● **APPLY WHAT YOU READ**:
1. Translate this sentence from the River Wensum article below into Spanish: "Other measures brought about by the strategy include a new eel pass which has helped the critically endangered European eel and new pontoons at New Mills."
2. Answer these questions using the River Wensum article below.
(a) In what year was the River Wensum Strategy introduced?
(b) Between which two streets does the missing section of riverside walkway run?
(c) In how many years are plans for removing fats, oils and grease around Tombland likely to come forward?

Improvements to the Wensum have been welcomed by the city cabinet but concerns have been raised about delays to removing grease from the river.

Norwich City Council's cabinet heard the latest updated on the River Wensum Strategy on Wednesday evening.

Members heard a plan for the revival of the waterway once at the heart of Norwich's life and industry but which had been left neglected.

Mike Stonard, cabinet member for inclusive and sustainable growth, said there had been a series of improvements made by the council and its partners since the strategy was introduced in 2018.

Mr Stonard welcomed an agreement last week to use community infrastructure levy cash – a charge imposed on developers – to fund a missing section of walkway along the river between St Georges Street and Duke Street.

Other measures brought about by the strategy include a new eel pass which has helped the critically endangered European eel and new pontoons at New Mills.

Karen Davis, cabinet member for social inclusion, also welcomed the suggestion of new residential moorings which she said can provide affordable housing.

However, she questioned why removing fats, oils and grease from around the Tombland area of the Wensum was no longer a short-term priority for partner Anglian Water, with plans instead likely to come forward in two to three years.

A council officer assured her the plan had not been scrapped.

● **DATA PROVIDED**:

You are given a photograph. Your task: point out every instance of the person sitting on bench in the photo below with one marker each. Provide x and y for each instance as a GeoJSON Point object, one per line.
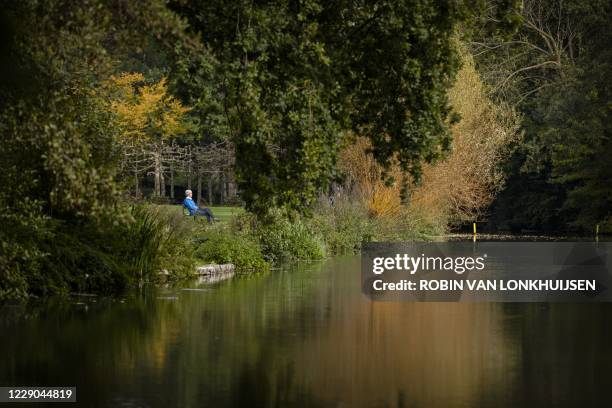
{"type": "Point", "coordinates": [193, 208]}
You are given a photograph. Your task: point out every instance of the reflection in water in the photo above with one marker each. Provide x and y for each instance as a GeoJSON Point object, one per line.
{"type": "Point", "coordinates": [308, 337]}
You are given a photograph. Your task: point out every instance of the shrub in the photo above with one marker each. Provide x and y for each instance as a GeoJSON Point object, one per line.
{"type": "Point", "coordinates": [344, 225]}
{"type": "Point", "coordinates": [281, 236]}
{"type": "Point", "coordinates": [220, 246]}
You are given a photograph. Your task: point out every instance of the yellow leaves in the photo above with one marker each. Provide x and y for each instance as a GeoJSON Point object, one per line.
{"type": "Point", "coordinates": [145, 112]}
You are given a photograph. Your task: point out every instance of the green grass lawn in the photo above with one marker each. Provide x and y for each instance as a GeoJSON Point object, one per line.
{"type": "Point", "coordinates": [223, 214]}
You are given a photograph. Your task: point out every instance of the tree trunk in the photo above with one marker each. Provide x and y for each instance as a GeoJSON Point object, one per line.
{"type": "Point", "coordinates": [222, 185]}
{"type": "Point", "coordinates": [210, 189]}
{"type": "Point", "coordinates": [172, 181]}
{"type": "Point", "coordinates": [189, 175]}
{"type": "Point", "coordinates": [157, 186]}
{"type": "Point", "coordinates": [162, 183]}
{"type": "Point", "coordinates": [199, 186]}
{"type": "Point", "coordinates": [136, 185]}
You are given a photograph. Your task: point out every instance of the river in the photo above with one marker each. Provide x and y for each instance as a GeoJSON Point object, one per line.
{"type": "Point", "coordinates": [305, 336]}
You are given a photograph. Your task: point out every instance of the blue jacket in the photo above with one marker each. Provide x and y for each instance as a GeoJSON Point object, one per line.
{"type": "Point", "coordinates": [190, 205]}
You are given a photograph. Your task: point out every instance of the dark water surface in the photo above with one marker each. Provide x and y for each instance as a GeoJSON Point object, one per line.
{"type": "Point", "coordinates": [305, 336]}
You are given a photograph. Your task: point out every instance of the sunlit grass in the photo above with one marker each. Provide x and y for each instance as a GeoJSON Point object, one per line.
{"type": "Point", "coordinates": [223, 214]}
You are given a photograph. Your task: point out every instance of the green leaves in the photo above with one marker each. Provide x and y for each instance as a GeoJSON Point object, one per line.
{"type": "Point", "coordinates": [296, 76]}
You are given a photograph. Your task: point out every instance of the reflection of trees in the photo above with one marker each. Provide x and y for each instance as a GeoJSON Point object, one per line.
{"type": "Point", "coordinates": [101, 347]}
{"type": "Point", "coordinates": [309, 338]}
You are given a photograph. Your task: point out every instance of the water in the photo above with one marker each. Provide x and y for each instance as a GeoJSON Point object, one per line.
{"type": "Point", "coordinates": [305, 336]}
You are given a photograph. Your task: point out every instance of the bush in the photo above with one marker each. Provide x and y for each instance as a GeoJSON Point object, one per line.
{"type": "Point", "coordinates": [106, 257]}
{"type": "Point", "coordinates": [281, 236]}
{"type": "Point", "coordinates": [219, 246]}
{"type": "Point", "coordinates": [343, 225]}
==
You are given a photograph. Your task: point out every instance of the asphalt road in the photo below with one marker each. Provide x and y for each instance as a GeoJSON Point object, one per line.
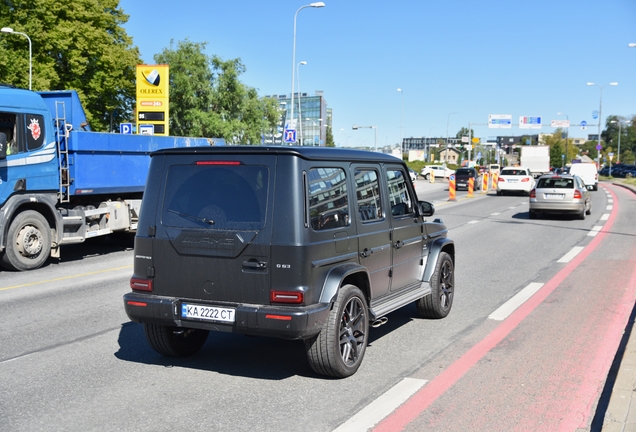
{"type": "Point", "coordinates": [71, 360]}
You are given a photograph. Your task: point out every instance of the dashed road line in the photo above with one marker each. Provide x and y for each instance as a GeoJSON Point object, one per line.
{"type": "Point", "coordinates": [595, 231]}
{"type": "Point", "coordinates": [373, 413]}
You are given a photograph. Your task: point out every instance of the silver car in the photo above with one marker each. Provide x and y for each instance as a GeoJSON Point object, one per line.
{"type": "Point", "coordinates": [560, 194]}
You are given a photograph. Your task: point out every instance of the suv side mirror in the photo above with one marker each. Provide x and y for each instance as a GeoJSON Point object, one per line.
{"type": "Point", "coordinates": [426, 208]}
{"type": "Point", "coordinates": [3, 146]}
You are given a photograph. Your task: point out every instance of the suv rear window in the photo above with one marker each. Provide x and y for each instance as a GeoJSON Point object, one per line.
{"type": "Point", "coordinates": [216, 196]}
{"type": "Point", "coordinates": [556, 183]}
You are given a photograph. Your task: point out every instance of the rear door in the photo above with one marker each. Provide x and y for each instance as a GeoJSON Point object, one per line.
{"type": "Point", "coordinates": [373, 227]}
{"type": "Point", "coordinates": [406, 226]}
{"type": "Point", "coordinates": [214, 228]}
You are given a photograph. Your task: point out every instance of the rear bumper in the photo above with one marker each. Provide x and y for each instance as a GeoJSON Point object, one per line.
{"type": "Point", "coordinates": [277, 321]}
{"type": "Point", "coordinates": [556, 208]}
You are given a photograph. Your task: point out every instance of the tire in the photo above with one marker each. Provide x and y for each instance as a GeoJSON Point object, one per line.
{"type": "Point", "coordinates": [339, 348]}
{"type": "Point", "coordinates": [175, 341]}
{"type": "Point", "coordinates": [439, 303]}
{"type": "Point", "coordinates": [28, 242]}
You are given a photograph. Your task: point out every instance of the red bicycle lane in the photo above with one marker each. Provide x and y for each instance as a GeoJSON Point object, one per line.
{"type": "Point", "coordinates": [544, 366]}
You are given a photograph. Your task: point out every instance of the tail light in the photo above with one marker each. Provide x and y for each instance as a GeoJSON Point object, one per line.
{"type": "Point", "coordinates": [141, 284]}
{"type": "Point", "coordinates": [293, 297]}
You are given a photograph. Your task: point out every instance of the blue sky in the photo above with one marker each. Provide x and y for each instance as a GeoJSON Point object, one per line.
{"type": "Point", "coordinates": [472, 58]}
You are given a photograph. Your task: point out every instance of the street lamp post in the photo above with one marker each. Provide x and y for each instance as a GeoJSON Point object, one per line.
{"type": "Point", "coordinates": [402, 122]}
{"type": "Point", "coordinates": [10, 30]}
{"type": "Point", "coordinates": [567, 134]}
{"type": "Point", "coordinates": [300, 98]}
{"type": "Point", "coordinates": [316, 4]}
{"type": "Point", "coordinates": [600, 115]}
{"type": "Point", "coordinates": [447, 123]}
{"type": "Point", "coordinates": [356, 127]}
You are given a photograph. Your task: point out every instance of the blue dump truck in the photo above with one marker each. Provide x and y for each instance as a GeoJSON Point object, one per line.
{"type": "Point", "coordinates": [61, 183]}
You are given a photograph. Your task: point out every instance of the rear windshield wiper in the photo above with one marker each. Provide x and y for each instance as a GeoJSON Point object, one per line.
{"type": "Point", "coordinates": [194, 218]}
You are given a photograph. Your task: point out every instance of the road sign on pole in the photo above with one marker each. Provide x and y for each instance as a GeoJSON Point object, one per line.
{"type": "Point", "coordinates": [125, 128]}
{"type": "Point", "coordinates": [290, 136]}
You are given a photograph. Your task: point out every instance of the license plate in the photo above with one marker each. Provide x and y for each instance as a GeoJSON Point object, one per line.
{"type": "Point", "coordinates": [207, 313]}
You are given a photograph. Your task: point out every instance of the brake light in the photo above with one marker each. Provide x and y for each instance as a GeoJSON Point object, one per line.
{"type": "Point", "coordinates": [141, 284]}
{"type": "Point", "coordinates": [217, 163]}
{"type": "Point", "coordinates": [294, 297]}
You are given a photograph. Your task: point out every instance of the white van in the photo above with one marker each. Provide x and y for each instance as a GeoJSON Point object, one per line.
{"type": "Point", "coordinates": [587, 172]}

● **LIST OF SOLUTIONS**:
1. Otras medidas impulsadas por la estrategia incluyen un nuevo paso para anguilas, que ha ayudado a la anguila europea, en peligro crítico de extinción, y nuevos pontones en New Mills.

2.
(a) 2018
(b) St Georges Street and Duke Street
(c) Two to three years